[Items listed in a dataset]
━━━━━━
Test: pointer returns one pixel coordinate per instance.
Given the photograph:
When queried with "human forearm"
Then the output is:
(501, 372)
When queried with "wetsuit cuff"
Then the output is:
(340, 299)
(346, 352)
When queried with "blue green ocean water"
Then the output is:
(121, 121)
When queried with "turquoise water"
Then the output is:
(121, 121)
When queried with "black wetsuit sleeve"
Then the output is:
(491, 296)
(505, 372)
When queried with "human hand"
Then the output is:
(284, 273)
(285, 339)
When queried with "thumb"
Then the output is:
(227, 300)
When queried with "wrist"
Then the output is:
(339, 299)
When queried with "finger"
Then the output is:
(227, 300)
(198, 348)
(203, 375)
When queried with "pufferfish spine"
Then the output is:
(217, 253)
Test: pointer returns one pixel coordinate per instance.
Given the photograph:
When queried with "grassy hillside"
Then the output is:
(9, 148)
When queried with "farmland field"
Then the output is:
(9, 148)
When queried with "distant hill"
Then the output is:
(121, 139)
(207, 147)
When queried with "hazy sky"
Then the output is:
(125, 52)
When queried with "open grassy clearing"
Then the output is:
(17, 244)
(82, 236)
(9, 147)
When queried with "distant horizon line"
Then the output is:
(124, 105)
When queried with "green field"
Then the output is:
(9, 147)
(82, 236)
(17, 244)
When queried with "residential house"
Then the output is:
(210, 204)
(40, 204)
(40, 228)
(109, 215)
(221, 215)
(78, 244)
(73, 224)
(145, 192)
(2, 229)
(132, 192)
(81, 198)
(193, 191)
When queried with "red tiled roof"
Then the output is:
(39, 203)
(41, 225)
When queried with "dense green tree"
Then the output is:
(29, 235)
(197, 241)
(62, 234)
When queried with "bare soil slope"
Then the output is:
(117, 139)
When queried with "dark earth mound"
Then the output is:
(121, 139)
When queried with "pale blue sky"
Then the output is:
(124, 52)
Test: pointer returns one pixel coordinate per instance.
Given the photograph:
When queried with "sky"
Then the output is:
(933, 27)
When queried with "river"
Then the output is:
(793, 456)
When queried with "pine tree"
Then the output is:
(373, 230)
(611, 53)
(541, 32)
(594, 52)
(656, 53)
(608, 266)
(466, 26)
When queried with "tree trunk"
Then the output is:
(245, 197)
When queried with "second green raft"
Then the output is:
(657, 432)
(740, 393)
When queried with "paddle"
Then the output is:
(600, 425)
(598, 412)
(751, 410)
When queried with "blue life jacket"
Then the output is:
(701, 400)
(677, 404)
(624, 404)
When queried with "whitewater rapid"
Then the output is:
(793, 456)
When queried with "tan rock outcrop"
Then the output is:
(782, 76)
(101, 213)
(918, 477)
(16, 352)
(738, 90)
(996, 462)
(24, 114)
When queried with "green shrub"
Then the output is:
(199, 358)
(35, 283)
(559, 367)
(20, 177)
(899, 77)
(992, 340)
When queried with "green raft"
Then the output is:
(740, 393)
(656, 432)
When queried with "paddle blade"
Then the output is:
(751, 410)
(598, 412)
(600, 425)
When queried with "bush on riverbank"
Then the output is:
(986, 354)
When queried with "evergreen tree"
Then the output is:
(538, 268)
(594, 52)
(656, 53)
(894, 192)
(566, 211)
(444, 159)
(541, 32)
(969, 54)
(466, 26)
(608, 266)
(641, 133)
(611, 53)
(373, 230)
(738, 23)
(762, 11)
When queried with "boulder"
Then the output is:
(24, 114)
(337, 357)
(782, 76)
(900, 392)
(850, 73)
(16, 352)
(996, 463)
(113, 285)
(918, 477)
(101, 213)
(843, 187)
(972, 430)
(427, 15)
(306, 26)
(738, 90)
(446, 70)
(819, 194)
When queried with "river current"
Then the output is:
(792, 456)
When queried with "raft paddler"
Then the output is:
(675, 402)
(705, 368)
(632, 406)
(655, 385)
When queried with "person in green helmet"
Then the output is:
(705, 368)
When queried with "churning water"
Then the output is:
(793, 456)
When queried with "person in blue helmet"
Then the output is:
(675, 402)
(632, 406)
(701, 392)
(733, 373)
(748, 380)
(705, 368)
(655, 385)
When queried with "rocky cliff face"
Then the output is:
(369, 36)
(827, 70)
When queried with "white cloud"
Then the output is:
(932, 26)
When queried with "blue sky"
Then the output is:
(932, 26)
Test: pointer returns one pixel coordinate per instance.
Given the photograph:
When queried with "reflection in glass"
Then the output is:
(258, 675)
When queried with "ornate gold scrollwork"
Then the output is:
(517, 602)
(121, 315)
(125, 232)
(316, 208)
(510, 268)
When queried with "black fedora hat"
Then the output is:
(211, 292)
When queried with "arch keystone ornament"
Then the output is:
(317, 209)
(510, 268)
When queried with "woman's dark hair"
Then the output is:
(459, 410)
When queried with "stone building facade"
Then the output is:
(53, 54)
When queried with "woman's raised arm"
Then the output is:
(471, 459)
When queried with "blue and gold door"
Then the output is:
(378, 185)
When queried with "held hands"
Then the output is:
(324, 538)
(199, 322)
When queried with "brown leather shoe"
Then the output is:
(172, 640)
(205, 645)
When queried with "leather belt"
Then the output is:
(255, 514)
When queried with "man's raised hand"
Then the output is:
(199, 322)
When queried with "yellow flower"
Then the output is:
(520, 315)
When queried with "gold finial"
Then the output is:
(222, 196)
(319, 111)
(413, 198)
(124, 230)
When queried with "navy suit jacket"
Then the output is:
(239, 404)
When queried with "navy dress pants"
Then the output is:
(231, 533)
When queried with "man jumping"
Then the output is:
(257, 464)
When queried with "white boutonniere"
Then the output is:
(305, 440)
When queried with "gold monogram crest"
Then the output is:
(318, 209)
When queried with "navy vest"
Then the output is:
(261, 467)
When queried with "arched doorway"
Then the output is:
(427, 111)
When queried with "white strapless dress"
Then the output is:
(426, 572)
━━━━━━
Return every line from the entries above that includes the word "field".

The answer
When queried with "farmland field"
When queried with "green field"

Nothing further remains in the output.